▸ WHAT IS BEING ASKED:
Copy the lines starting at the one that contains "In this photo, where can the blue" and ending with the last line, renaming "brick" to "stone" and changing nothing else.

▸ DATA LINES:
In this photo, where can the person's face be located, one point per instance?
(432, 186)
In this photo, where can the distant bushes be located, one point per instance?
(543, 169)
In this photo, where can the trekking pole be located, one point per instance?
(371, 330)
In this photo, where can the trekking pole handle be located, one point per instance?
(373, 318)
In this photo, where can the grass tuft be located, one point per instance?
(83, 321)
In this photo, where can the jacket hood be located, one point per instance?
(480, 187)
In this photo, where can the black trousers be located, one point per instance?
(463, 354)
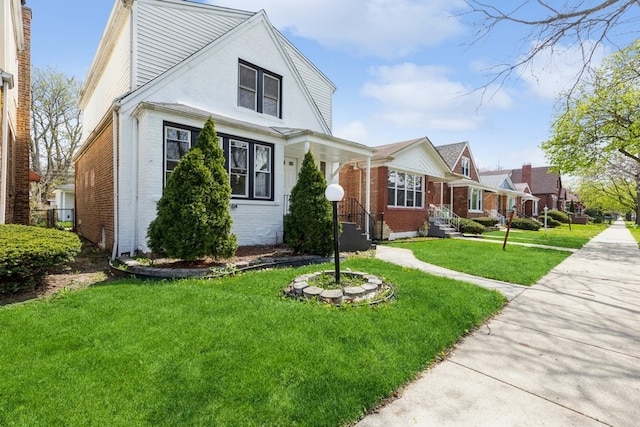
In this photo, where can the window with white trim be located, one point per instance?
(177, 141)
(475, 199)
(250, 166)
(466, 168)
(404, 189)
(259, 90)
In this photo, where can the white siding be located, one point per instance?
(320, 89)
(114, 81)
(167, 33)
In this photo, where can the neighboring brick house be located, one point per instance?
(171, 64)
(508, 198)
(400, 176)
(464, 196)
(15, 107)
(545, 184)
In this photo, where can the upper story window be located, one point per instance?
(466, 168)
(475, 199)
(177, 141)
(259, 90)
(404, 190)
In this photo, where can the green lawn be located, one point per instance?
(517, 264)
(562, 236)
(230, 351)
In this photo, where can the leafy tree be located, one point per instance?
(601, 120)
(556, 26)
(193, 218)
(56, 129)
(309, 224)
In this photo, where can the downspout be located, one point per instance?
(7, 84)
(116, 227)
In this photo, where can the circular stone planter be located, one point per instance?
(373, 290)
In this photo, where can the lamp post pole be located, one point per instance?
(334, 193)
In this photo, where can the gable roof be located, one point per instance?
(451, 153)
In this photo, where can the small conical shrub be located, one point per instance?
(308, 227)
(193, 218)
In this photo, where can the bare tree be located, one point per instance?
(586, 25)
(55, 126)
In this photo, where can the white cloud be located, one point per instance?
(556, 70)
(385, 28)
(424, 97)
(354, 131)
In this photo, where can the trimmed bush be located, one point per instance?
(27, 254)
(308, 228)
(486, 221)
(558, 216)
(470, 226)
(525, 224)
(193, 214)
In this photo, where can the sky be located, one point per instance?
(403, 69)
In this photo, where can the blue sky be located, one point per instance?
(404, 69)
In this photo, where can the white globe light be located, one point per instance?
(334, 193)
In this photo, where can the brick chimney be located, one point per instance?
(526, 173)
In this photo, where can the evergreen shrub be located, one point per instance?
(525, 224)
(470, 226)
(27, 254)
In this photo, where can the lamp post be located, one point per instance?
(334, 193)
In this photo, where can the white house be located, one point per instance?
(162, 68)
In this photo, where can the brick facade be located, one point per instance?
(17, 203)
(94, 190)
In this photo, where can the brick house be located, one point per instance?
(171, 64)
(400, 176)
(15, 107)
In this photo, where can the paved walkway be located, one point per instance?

▸ TASK RESPONSE:
In this photo, where can the blue sky be located, one point per instance?
(404, 69)
In this photo, where can the white globe light be located, one point per instance?
(334, 193)
In this photo, where can the stone chimney be located, one point per instance?
(526, 173)
In this photo, where can the evergreen shrub be located, one point per instance?
(525, 224)
(470, 226)
(27, 254)
In this photo, where can the lamp post be located, one point per instance?
(334, 193)
In this photo, where can the white house be located, one point per instance?
(162, 68)
In this photo, where can the stone facade be located, one point per instance?
(17, 203)
(94, 190)
In this photo, where can the stone house be located, one point per instance?
(171, 64)
(400, 176)
(15, 107)
In this photo, where can the paved walkway be located, one point per instance?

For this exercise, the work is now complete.